Dataset rows on where objects show up
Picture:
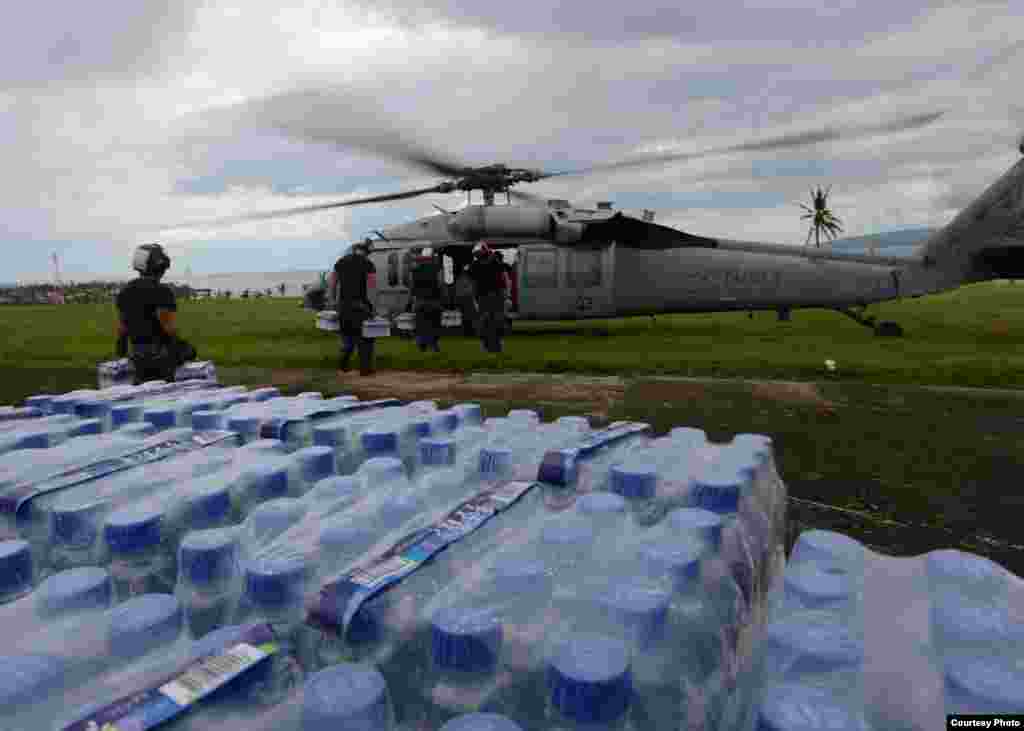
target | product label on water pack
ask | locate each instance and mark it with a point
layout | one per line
(154, 449)
(559, 466)
(339, 601)
(175, 693)
(276, 427)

* **THE REQUEST**
Can you transcribe every line of the items above, character for character, leaving out the pictures?

* **FINISHED ANSWER**
Picture:
target | product label on water pack
ask | locate each instance and mark it with a point
layout | one per line
(154, 449)
(559, 466)
(339, 601)
(175, 693)
(276, 427)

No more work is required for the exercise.